What you return should be the full listing, exactly as given.
Start of SUPPLIED MATERIAL
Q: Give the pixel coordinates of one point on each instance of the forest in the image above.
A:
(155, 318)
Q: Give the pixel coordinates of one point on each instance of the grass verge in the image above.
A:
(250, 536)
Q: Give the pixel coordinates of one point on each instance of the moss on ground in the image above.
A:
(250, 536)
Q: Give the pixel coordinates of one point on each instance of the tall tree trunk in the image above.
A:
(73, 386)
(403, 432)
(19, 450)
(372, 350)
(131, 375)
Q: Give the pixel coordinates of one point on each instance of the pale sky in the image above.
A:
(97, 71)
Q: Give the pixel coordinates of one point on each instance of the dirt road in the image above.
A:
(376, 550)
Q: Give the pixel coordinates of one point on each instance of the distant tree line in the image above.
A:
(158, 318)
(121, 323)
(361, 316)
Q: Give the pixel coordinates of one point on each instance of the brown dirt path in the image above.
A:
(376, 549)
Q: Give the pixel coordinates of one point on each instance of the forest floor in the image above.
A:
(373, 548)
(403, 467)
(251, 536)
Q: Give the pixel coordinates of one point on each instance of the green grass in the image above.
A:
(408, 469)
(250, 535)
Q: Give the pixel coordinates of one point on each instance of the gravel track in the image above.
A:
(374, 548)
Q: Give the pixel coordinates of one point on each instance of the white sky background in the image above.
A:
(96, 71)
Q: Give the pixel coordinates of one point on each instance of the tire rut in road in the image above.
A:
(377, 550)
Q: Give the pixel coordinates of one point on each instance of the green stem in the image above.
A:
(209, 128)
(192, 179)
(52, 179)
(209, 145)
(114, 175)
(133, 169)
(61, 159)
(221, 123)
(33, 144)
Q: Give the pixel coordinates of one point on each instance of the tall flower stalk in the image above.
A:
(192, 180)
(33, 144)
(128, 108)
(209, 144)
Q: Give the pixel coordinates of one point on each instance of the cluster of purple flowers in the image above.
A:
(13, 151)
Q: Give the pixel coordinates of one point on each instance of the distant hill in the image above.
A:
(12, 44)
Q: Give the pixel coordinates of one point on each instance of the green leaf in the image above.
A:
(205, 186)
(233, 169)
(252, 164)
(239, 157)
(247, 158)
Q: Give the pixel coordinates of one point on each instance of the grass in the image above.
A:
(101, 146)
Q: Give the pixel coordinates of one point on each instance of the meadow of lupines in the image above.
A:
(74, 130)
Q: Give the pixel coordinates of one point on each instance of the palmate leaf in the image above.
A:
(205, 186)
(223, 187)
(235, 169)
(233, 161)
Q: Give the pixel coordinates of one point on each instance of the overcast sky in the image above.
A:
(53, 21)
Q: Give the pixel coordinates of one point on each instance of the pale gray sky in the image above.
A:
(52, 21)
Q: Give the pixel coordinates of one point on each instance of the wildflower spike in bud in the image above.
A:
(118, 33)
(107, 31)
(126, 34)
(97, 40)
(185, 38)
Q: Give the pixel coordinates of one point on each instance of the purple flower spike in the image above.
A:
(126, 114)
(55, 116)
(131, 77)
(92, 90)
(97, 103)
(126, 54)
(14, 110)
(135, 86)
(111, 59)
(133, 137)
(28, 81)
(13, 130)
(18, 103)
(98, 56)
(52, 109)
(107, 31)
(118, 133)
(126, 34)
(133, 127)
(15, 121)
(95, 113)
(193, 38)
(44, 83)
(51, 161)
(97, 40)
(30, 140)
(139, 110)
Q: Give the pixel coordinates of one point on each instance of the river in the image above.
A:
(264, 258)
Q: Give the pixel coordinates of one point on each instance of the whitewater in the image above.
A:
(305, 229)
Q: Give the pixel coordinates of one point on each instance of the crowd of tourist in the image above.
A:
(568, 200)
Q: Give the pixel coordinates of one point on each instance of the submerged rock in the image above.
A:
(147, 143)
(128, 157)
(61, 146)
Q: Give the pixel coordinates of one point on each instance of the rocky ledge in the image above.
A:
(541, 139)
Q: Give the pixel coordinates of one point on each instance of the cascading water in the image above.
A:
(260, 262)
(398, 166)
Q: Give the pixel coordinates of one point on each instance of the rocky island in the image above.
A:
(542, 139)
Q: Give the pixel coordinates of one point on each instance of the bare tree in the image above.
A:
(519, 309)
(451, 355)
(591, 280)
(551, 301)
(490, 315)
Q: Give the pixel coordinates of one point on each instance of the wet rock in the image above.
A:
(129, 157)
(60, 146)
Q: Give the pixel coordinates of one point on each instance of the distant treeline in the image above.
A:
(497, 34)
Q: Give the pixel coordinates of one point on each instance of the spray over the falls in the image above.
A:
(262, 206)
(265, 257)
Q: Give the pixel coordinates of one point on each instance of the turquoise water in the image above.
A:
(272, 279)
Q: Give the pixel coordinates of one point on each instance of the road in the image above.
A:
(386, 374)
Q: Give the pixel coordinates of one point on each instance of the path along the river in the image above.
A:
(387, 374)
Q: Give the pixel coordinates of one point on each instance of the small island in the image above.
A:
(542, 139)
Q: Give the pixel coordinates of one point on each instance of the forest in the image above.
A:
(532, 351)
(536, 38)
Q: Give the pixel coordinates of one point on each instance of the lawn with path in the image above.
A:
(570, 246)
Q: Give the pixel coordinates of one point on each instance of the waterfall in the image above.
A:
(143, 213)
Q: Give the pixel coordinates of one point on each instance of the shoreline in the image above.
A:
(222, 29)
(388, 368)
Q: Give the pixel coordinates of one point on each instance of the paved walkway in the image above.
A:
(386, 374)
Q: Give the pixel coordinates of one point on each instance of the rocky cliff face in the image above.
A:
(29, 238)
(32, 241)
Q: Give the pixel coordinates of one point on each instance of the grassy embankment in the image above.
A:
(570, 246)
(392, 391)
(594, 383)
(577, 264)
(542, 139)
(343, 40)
End of SUPPLIED MATERIAL
▶ COMPLETED EXERCISE:
Q: Give the pixel coordinates of one point on each instance of the forest in the image above.
A:
(155, 318)
Q: Give the pixel coordinates of one point on each instance of the grass verge in the image above.
A:
(250, 536)
Q: Give the pixel coordinates of one point on each instance of the moss on ground in the image above.
A:
(250, 536)
Q: Give the pixel coordinates of one point on each instance of the tall tree trunk in the image above.
A:
(73, 386)
(403, 432)
(19, 450)
(372, 350)
(131, 375)
Q: Give the pixel coordinates of one point on each instance of the pale sky in the image above.
A:
(97, 71)
Q: Give the pixel coordinates of one point on each instance of the dirt road in the image above.
A:
(376, 550)
Q: Give the pixel coordinates of one point on each instance of the distant tree line in the image above.
A:
(158, 318)
(121, 323)
(361, 316)
Q: Give the pixel coordinates of one point on each instance of the brown dirt path in the image above.
A:
(376, 549)
Q: Give the pixel coordinates of one point on each instance of the forest floor in the image above.
A:
(373, 548)
(403, 467)
(251, 536)
Q: Give the pixel coordinates of one point on each instance of the green grass in the image above.
A:
(408, 469)
(250, 535)
Q: Give the pixel coordinates of one point on each instance of the gravel track in the image above.
A:
(374, 548)
Q: Give the pixel coordinates of one point on each instance of the white sky background in the image above.
A:
(96, 71)
Q: Give the pixel coordinates of one point on each instance of the tire rut in road in the image above.
A:
(377, 550)
Q: Give the pixel coordinates of one point on each instance of the green stem in the image above.
A:
(209, 128)
(192, 179)
(52, 179)
(209, 145)
(114, 175)
(133, 169)
(61, 159)
(221, 123)
(33, 144)
Q: Give the pixel coordinates of one point on each instance of the tall flower stalk in the image above.
A:
(192, 180)
(33, 144)
(128, 108)
(209, 144)
Q: Give the pixel coordinates of one point on each instance of the cluster of purple flowers in the image above.
A:
(13, 151)
Q: Give the pixel coordinates of one point on each instance of the distant hill in the image above.
A:
(12, 44)
Q: Give the pixel coordinates of one point on each instance of the green leaf in the image above.
A:
(205, 186)
(233, 169)
(252, 164)
(239, 157)
(247, 158)
Q: Give the pixel coordinates of one point on each instance of the grass in the image above.
A:
(101, 146)
Q: Give the pixel coordinates of one point on each instance of the meadow of lupines in the image above.
A:
(74, 130)
Q: Give the pixel coordinates of one point on each instance of the palmate leaf in the image above.
A:
(205, 186)
(223, 187)
(235, 169)
(233, 161)
Q: Give the pixel coordinates of one point on each instance of the overcast sky in the image above.
A:
(53, 21)
Q: Give the pixel coordinates of one point on each instance of the pale gray sky in the image above.
A:
(52, 21)
Q: Give the pixel coordinates of one point on each instance of the wildflower spike in bud in the image above.
A:
(118, 33)
(107, 31)
(126, 34)
(97, 40)
(185, 38)
Q: Give the pixel coordinates of one point on each instance of the purple flower spike in the image above.
A:
(126, 114)
(55, 116)
(131, 77)
(92, 90)
(97, 103)
(126, 54)
(14, 110)
(135, 86)
(111, 59)
(133, 137)
(28, 81)
(13, 130)
(18, 103)
(98, 56)
(52, 109)
(107, 31)
(118, 133)
(126, 34)
(133, 127)
(15, 121)
(95, 113)
(193, 38)
(44, 83)
(51, 161)
(97, 40)
(30, 140)
(139, 110)
Q: Give the pixel coordinates of one point on each instance of the river in the image above.
A:
(264, 258)
Q: Give the pixel coordinates of one point on each instance of the whitewater in the image above.
A:
(305, 229)
Q: Give the pixel coordinates of one point on each instance of the crowd of tourist in the image above.
A:
(568, 200)
Q: Give the pixel coordinates of one point on each instance of the submerged rock in the image above.
A:
(147, 143)
(128, 157)
(61, 146)
Q: Give the pixel coordinates of one point on each instance of the rocky ledge in the image above.
A:
(541, 139)
Q: Give the pixel coordinates of one point on each instance of the cascading water in the image above.
A:
(260, 262)
(398, 166)
Q: Give the pixel coordinates of one point on each instance of the rocky island in the image above.
A:
(542, 139)
Q: Give the pixel coordinates of one point on each instance of the bare tree in the image above.
A:
(519, 309)
(451, 355)
(591, 280)
(551, 301)
(490, 315)
Q: Give the pixel coordinates of one point on each instance of the wet rock in the image above.
A:
(129, 157)
(60, 146)
Q: Give the pixel coordinates of one point on each instance of the distant treeline in the image above.
A:
(497, 34)
Q: Give the pixel coordinates of one point on each instance of the spray over the falls in the image above.
A:
(262, 206)
(265, 257)
Q: Give the pixel coordinates of one point on each instance of the turquoise water in the image above.
A:
(272, 279)
Q: Give the pixel coordinates of one point on each instance of the road in the image above.
A:
(386, 374)
Q: Give the pixel coordinates of one point on each instance of the path along the river in the image above.
A:
(387, 374)
Q: Give the pixel coordinates of one point on each instance of the small island in the image above.
A:
(542, 139)
Q: Give the pixel coordinates of one point on each instance of the forest in the image above.
A:
(532, 351)
(536, 38)
Q: Give the pixel coordinates of one point on each instance of the lawn with path in the image above.
A:
(570, 246)
Q: Give the pixel coordinates of one point on each instance of the waterfall in the image above.
A:
(143, 213)
Q: Give the pixel coordinates of one point on each instance of the shoreline in the image above.
A:
(222, 29)
(388, 368)
Q: Give the pixel coordinates of one point on each instance of the paved walkway in the image above.
A:
(386, 374)
Q: Give the pixel coordinates of one point on each instance of the rocky cliff face in the image above.
A:
(29, 238)
(32, 241)
Q: Give the pixel coordinates of one point on each instance of the grassy embankment in the image above.
A:
(570, 246)
(392, 391)
(594, 383)
(577, 264)
(542, 139)
(343, 40)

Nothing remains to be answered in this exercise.